_Exercise description_
What is needed is each line of the data below that holds the string "smiling".

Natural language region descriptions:
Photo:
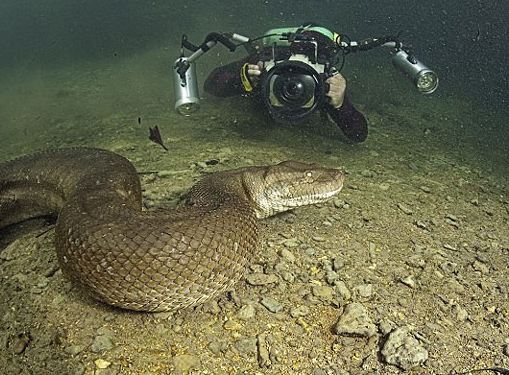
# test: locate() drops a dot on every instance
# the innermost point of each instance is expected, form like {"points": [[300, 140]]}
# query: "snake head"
{"points": [[290, 184]]}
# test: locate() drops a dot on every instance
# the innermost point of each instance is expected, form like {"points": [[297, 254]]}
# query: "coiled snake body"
{"points": [[152, 260]]}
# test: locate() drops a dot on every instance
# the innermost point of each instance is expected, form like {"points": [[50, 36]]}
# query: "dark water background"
{"points": [[465, 42]]}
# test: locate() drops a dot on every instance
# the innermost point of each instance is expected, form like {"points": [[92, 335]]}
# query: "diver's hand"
{"points": [[254, 72], [337, 87]]}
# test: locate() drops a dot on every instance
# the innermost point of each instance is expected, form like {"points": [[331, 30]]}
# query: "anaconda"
{"points": [[160, 260]]}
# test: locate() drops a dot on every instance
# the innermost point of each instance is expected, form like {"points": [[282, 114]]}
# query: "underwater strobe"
{"points": [[187, 98], [424, 79]]}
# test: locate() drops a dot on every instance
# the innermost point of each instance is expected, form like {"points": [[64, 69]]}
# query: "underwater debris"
{"points": [[155, 136]]}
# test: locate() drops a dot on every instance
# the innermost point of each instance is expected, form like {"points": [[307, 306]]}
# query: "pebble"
{"points": [[355, 321], [271, 304], [232, 325], [247, 347], [460, 313], [261, 279], [426, 189], [338, 264], [324, 293], [19, 343], [408, 281], [185, 362], [299, 311], [263, 352], [287, 255], [403, 350], [291, 242], [481, 267], [342, 290], [101, 343], [363, 291], [405, 209], [102, 363], [246, 312]]}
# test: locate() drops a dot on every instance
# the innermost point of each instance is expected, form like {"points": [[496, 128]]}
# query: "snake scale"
{"points": [[160, 260]]}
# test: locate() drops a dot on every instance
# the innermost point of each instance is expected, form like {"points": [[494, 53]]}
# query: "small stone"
{"points": [[460, 313], [74, 349], [481, 267], [318, 238], [271, 304], [102, 363], [324, 293], [405, 209], [299, 311], [185, 362], [287, 255], [291, 242], [403, 350], [263, 352], [342, 290], [338, 264], [367, 173], [363, 291], [246, 312], [247, 347], [426, 189], [355, 322], [232, 325], [408, 281], [19, 343], [101, 343], [257, 279]]}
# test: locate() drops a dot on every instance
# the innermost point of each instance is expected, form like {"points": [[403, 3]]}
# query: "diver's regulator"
{"points": [[294, 86]]}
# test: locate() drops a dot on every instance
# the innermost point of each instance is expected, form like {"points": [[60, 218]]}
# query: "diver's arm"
{"points": [[225, 81], [350, 120]]}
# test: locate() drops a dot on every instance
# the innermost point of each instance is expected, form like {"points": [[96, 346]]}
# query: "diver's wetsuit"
{"points": [[225, 81]]}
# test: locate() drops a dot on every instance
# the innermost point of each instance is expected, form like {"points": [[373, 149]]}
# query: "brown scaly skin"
{"points": [[160, 260]]}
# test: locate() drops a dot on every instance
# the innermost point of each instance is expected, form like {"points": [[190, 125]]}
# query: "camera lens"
{"points": [[294, 90]]}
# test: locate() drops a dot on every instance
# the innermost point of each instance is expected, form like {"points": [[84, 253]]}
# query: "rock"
{"points": [[481, 267], [403, 350], [405, 209], [363, 291], [246, 312], [271, 304], [299, 311], [102, 363], [232, 325], [184, 363], [258, 279], [291, 242], [342, 290], [323, 293], [101, 343], [263, 352], [247, 347], [355, 322], [408, 281], [287, 255]]}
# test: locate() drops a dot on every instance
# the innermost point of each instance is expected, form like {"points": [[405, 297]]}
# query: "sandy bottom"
{"points": [[418, 238]]}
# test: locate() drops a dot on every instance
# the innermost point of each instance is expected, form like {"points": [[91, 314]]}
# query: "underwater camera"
{"points": [[293, 87], [293, 80]]}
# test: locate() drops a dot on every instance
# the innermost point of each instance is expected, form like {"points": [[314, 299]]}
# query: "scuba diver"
{"points": [[226, 81], [293, 72]]}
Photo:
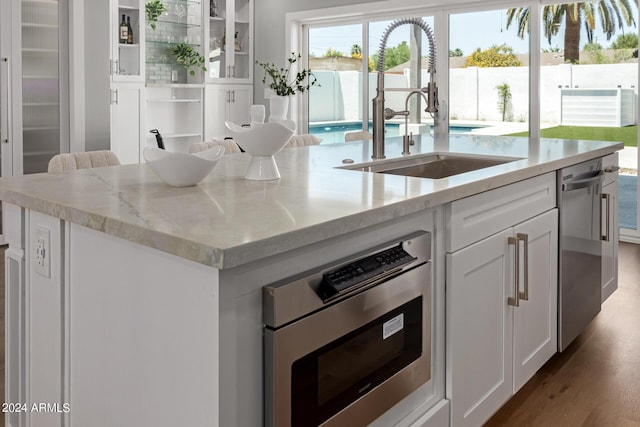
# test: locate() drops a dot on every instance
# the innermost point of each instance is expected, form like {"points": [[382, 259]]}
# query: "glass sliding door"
{"points": [[488, 75], [589, 87], [336, 58]]}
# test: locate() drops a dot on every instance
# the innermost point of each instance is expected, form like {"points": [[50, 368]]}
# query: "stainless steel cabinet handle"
{"points": [[5, 102], [515, 300], [606, 237], [114, 96], [583, 183], [525, 239]]}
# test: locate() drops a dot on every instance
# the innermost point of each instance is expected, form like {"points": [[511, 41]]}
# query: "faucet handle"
{"points": [[389, 113]]}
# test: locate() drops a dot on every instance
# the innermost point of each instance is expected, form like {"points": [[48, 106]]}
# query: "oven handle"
{"points": [[525, 239], [582, 183], [515, 300], [605, 237]]}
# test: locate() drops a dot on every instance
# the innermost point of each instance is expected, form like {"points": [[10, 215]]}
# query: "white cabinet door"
{"points": [[241, 100], [610, 234], [125, 123], [480, 279], [226, 102], [535, 319], [495, 343], [230, 37], [216, 98]]}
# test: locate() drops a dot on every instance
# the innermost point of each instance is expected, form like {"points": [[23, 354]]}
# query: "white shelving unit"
{"points": [[177, 112], [34, 51]]}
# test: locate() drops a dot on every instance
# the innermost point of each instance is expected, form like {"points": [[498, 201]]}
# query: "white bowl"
{"points": [[182, 169], [262, 141]]}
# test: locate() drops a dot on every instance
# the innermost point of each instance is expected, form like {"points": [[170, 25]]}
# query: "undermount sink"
{"points": [[434, 166]]}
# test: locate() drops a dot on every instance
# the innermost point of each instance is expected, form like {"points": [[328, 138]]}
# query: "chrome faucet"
{"points": [[380, 113]]}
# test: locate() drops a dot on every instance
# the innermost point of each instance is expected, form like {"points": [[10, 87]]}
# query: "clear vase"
{"points": [[278, 108]]}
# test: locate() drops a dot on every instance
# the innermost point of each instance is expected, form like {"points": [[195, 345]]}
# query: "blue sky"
{"points": [[488, 28]]}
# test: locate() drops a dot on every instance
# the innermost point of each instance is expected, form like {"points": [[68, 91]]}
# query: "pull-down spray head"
{"points": [[378, 101]]}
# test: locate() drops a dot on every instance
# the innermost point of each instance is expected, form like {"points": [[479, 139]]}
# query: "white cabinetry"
{"points": [[501, 294], [34, 84], [610, 226], [126, 119], [226, 102], [127, 80], [230, 40], [126, 58], [177, 112]]}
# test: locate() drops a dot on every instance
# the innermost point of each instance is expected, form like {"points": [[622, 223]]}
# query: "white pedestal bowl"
{"points": [[262, 141]]}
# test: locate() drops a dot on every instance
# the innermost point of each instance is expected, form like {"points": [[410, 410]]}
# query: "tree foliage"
{"points": [[504, 97], [356, 51], [625, 41], [610, 14], [333, 53], [495, 56]]}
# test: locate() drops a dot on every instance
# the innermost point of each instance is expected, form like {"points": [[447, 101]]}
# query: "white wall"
{"points": [[473, 92]]}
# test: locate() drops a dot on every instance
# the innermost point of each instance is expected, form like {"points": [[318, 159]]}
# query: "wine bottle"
{"points": [[124, 31], [129, 31], [236, 43], [213, 8]]}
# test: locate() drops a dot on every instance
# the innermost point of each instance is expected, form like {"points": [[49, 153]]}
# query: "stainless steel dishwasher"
{"points": [[580, 264]]}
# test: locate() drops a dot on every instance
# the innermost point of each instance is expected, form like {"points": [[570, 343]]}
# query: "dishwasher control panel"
{"points": [[362, 271]]}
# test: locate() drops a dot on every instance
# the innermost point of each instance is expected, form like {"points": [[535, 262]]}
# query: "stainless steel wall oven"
{"points": [[346, 342]]}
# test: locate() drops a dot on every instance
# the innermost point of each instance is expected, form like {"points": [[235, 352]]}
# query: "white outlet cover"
{"points": [[42, 255]]}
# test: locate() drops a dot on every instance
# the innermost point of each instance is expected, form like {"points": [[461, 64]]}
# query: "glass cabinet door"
{"points": [[177, 29], [127, 40], [230, 53], [41, 81]]}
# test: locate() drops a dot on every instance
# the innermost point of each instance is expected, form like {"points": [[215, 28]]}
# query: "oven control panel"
{"points": [[363, 271]]}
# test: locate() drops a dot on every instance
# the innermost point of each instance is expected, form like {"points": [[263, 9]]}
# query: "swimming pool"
{"points": [[332, 133]]}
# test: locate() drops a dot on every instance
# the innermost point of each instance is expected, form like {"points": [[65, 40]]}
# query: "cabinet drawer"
{"points": [[475, 217]]}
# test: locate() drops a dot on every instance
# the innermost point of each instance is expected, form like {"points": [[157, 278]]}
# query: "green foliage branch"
{"points": [[283, 82], [188, 57], [153, 9]]}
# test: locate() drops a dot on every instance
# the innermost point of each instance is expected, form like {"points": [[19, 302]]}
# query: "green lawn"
{"points": [[628, 134]]}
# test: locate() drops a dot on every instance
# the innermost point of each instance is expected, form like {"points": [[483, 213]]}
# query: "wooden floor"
{"points": [[594, 383]]}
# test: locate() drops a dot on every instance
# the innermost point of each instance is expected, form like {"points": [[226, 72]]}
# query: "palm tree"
{"points": [[612, 13]]}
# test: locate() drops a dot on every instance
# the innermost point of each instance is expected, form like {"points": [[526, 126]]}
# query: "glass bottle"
{"points": [[124, 31], [236, 43], [129, 31]]}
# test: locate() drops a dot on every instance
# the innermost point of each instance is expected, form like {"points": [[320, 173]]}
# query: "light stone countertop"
{"points": [[226, 220]]}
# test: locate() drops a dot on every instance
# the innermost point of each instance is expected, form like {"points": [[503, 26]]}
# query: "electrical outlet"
{"points": [[43, 251]]}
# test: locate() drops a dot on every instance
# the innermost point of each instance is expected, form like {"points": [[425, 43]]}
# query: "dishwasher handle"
{"points": [[583, 183]]}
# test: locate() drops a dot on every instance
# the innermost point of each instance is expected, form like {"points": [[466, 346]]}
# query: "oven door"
{"points": [[354, 360]]}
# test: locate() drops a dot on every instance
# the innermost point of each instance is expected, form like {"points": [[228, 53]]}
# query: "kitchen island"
{"points": [[147, 308]]}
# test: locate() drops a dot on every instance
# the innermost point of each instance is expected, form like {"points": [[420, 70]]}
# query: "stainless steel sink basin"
{"points": [[434, 166]]}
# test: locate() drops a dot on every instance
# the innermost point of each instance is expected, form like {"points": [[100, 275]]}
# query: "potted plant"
{"points": [[188, 57], [153, 9], [284, 84]]}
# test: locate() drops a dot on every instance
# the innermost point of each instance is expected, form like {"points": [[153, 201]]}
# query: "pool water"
{"points": [[332, 133]]}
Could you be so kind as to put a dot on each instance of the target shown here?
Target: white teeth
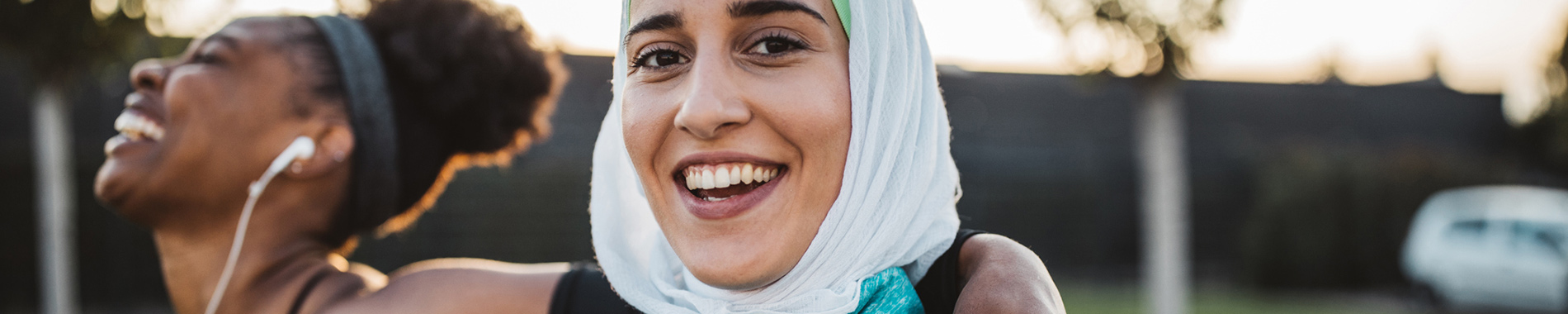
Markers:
(139, 127)
(730, 174)
(692, 179)
(747, 173)
(734, 174)
(721, 178)
(707, 179)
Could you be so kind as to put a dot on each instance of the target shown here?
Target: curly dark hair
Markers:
(468, 88)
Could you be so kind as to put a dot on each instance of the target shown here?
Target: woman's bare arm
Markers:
(1001, 275)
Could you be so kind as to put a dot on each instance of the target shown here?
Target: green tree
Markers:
(1150, 41)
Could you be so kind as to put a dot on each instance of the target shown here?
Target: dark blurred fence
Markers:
(1294, 186)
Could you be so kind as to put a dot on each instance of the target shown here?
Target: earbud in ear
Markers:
(300, 150)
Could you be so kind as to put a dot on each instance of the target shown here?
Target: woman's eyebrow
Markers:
(656, 22)
(756, 8)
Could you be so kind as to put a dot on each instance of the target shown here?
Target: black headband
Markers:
(375, 173)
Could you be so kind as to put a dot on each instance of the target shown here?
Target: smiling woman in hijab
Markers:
(789, 156)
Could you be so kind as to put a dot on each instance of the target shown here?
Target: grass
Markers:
(1128, 298)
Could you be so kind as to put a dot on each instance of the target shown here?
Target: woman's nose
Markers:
(148, 76)
(714, 102)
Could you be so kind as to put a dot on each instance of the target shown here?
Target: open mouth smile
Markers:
(725, 188)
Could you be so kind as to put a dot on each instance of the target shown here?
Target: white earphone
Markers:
(300, 150)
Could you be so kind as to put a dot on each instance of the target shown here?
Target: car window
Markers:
(1537, 240)
(1465, 233)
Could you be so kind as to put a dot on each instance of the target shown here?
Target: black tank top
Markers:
(583, 289)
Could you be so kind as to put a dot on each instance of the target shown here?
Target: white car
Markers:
(1493, 247)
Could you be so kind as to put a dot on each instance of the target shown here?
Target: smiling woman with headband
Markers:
(787, 156)
(376, 113)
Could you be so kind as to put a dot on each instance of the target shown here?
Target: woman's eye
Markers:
(662, 59)
(773, 46)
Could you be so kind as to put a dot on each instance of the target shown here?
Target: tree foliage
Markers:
(1132, 38)
(62, 38)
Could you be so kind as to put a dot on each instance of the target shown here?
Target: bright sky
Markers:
(1481, 46)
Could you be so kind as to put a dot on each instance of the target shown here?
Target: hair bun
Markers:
(466, 71)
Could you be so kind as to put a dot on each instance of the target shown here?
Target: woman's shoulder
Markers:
(1001, 275)
(463, 286)
(583, 289)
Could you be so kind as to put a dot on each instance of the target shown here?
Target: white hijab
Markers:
(894, 209)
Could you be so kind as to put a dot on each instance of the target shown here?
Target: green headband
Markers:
(844, 15)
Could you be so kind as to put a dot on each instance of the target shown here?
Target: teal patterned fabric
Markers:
(890, 293)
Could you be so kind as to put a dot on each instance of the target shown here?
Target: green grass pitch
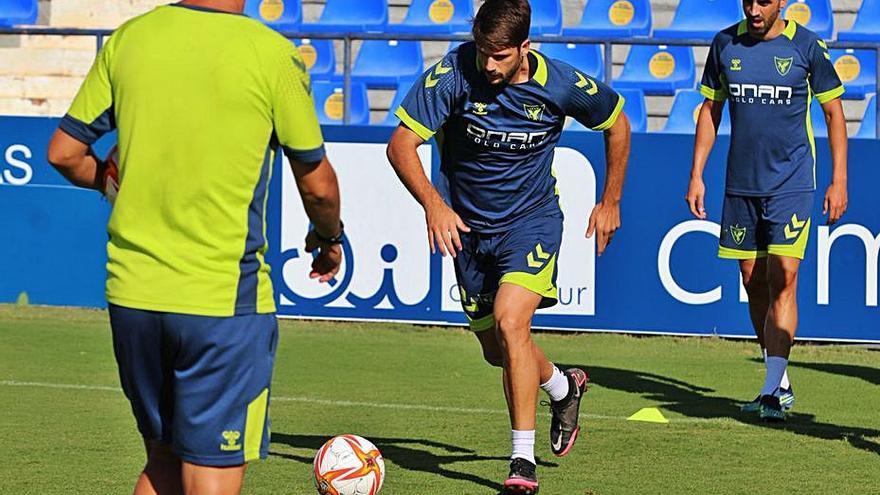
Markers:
(436, 411)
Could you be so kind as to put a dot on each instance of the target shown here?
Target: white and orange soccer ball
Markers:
(349, 465)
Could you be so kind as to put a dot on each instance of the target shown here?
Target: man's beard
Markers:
(505, 78)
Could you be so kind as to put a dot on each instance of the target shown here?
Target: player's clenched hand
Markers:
(604, 221)
(695, 197)
(443, 227)
(835, 202)
(325, 266)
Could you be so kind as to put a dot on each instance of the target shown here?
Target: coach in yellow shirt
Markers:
(202, 97)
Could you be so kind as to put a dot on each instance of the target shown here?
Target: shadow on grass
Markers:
(693, 401)
(408, 453)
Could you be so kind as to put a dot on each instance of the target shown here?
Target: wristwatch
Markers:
(337, 239)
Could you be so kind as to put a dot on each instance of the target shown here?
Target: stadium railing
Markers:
(348, 39)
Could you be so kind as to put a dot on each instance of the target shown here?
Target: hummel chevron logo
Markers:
(793, 230)
(439, 70)
(540, 254)
(583, 82)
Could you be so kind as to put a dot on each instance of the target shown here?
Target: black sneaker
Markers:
(522, 479)
(564, 427)
(771, 409)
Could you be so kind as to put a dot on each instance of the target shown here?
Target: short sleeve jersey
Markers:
(770, 86)
(497, 142)
(201, 99)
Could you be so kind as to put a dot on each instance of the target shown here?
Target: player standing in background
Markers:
(497, 109)
(770, 70)
(202, 98)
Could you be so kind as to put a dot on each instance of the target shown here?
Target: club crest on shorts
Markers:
(231, 437)
(783, 65)
(738, 233)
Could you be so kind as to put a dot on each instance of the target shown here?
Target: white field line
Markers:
(375, 405)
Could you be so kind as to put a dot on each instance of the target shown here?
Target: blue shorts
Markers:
(524, 255)
(199, 383)
(753, 227)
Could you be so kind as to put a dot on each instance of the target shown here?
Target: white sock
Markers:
(775, 370)
(523, 444)
(784, 383)
(557, 386)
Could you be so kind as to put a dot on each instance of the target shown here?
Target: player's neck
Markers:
(232, 6)
(774, 32)
(523, 74)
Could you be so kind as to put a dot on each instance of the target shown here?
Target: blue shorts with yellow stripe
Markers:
(525, 255)
(753, 227)
(198, 383)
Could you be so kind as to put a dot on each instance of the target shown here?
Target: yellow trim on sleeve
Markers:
(255, 425)
(604, 126)
(829, 95)
(713, 94)
(790, 29)
(417, 127)
(739, 254)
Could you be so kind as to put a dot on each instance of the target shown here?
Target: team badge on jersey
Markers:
(738, 233)
(480, 108)
(534, 112)
(783, 65)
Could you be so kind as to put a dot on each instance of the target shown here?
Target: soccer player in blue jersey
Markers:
(770, 71)
(202, 97)
(497, 109)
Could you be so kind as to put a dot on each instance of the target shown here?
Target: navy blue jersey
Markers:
(770, 86)
(497, 142)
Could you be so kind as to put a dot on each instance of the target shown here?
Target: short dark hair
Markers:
(501, 24)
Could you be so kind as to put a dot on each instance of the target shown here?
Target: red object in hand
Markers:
(111, 175)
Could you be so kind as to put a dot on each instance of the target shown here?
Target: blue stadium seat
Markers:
(701, 19)
(18, 12)
(403, 88)
(857, 70)
(621, 18)
(587, 58)
(384, 63)
(815, 15)
(658, 70)
(685, 110)
(634, 107)
(546, 17)
(351, 16)
(319, 57)
(328, 97)
(868, 129)
(436, 17)
(282, 15)
(867, 25)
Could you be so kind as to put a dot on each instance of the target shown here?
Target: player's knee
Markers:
(783, 280)
(512, 329)
(493, 357)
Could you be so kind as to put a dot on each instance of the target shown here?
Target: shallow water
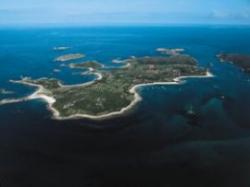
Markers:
(158, 143)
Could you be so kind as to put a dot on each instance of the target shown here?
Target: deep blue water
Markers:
(158, 143)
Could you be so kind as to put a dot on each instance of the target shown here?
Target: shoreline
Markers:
(40, 94)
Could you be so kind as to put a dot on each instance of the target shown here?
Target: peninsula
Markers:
(69, 57)
(114, 91)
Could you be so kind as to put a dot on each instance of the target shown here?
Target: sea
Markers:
(193, 134)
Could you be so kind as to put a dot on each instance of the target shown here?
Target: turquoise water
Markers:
(158, 143)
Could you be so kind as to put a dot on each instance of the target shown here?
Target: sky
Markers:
(123, 12)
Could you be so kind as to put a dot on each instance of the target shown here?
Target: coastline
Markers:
(40, 94)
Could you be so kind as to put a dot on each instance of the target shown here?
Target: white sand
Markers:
(40, 94)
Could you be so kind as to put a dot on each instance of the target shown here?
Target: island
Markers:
(69, 57)
(61, 48)
(240, 60)
(115, 91)
(86, 65)
(166, 51)
(5, 92)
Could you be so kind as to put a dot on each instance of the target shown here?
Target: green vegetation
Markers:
(86, 65)
(111, 93)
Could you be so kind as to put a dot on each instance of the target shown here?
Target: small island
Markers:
(69, 57)
(240, 60)
(5, 92)
(166, 51)
(114, 91)
(61, 48)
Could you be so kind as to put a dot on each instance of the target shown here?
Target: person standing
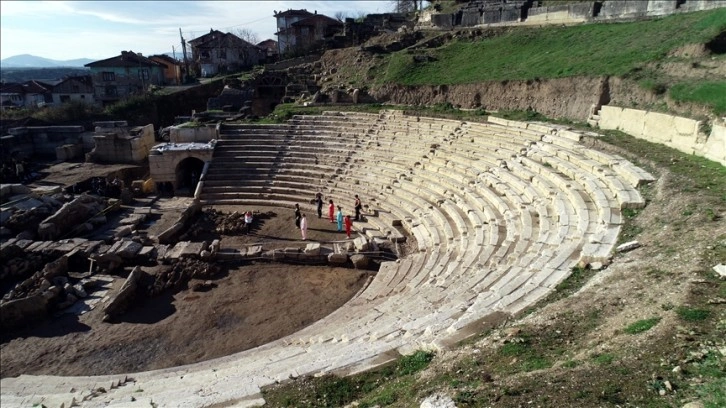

_The completed task_
Target: smiling woman in hijab
Target: smiling woman with headband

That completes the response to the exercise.